[Annotation dataset entries]
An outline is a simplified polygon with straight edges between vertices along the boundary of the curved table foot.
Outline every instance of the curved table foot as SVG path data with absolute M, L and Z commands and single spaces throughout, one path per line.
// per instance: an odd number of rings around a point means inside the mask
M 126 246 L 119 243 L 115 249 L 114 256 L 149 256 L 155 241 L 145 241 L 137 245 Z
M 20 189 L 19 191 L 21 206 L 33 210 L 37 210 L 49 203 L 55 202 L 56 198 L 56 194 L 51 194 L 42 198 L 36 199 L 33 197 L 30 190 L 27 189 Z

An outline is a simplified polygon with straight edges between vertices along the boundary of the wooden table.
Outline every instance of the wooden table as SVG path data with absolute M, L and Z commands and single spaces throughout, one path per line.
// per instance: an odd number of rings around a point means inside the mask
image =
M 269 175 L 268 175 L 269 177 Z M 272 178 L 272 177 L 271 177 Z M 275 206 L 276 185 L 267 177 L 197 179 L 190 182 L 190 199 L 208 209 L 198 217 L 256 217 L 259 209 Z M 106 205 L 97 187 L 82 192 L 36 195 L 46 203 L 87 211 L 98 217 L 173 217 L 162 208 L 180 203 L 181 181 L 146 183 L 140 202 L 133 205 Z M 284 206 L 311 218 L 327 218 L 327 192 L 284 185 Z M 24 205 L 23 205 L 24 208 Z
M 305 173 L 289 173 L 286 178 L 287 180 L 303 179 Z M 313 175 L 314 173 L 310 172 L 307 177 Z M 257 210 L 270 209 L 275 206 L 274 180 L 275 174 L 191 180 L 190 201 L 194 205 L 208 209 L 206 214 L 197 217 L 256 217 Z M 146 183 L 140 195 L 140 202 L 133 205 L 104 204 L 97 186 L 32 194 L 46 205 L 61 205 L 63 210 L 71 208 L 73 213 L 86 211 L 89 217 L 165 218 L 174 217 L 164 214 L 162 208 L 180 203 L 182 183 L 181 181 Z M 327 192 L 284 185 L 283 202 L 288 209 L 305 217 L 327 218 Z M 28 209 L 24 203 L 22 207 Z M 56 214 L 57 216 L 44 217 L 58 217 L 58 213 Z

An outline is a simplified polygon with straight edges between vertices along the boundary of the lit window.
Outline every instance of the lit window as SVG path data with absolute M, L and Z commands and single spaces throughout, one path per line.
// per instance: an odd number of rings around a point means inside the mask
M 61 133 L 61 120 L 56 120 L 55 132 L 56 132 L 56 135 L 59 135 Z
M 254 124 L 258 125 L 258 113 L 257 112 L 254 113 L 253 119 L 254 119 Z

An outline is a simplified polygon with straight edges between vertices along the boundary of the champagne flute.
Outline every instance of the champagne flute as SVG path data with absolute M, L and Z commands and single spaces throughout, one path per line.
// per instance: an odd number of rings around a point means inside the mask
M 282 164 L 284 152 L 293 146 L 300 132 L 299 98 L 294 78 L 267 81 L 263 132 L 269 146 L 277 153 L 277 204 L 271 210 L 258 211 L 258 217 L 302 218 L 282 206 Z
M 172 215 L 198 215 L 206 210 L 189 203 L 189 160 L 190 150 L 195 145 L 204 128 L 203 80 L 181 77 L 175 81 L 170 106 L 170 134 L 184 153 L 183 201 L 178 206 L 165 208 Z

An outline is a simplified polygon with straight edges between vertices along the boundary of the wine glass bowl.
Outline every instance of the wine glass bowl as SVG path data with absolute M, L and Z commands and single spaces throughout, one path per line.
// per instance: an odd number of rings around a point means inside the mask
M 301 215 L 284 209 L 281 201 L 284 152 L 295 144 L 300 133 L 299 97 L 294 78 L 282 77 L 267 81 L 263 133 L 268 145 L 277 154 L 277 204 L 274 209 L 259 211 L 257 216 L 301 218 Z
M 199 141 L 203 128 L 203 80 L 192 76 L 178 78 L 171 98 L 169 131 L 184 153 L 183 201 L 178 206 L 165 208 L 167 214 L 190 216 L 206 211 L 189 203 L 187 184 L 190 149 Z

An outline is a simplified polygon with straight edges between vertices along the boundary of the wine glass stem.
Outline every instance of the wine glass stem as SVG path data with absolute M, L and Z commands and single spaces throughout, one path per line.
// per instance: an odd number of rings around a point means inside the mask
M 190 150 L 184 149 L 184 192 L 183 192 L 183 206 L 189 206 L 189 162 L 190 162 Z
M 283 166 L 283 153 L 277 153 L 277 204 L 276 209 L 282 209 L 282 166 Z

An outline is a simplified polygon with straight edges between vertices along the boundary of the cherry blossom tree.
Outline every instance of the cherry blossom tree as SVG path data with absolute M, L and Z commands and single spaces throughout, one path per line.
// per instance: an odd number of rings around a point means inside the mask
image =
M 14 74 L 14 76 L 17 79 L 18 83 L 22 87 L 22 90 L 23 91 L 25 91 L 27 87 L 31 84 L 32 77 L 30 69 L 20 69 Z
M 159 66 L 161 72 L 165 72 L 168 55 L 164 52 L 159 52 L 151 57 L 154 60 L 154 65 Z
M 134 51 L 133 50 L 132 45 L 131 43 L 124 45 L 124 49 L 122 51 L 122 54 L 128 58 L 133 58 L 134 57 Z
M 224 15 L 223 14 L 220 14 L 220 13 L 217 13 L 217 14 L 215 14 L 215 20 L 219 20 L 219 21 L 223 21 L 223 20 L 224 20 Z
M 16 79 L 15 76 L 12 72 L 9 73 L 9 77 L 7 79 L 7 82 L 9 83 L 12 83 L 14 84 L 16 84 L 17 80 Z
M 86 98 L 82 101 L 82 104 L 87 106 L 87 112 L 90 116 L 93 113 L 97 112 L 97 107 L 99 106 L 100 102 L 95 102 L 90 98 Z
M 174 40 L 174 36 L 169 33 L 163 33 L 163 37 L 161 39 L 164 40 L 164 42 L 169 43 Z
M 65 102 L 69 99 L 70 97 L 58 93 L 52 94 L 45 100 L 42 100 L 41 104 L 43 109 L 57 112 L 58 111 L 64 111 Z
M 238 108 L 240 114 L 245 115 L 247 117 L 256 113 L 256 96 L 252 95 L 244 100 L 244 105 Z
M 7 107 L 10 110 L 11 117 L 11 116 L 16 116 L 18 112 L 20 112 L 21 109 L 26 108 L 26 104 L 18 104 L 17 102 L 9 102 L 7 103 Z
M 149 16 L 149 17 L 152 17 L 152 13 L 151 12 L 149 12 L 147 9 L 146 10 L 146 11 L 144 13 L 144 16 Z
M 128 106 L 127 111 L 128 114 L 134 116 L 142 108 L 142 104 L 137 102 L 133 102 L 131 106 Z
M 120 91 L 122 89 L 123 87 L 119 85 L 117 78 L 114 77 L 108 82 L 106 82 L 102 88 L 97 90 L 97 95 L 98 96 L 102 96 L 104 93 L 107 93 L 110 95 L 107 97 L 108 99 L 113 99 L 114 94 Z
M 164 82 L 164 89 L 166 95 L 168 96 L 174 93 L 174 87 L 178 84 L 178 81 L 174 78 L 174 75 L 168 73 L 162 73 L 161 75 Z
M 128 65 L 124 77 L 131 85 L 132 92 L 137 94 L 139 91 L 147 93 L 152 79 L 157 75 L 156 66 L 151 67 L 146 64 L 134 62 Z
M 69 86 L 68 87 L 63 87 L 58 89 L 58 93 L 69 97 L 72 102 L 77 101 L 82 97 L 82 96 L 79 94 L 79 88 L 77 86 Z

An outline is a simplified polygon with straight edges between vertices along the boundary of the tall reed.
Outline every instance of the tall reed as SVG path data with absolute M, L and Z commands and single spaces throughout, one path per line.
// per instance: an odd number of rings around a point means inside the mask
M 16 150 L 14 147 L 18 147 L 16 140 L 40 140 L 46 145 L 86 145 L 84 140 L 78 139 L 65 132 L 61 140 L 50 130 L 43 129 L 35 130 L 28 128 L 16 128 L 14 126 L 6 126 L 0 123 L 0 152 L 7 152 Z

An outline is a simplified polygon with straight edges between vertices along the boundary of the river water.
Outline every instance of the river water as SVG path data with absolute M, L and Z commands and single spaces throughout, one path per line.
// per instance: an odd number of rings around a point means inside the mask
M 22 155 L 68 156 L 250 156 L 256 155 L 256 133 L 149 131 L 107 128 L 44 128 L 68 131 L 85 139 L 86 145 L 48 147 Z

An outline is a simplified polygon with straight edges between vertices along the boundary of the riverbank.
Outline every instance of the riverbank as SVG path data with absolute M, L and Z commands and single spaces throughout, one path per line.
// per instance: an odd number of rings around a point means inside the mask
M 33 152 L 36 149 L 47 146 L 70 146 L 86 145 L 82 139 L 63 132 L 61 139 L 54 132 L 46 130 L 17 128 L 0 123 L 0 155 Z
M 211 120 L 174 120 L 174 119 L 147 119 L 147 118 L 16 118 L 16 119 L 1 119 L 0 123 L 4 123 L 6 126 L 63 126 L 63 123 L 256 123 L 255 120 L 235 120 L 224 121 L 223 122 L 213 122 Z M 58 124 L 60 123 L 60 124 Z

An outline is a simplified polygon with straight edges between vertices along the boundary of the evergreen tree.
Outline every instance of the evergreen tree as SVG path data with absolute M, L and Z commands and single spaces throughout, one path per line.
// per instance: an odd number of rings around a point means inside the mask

## [What you have to do]
Gather every line of the data above that contains the word "flute", matching case exactly.

## [Result below]
An outline is a simplified polygon with straight edges between vertices along the boundary of the champagne flute.
Outline every instance of the champagne flute as SVG path data with absolute M, L and Z commands and single spaces throughout, one path per line.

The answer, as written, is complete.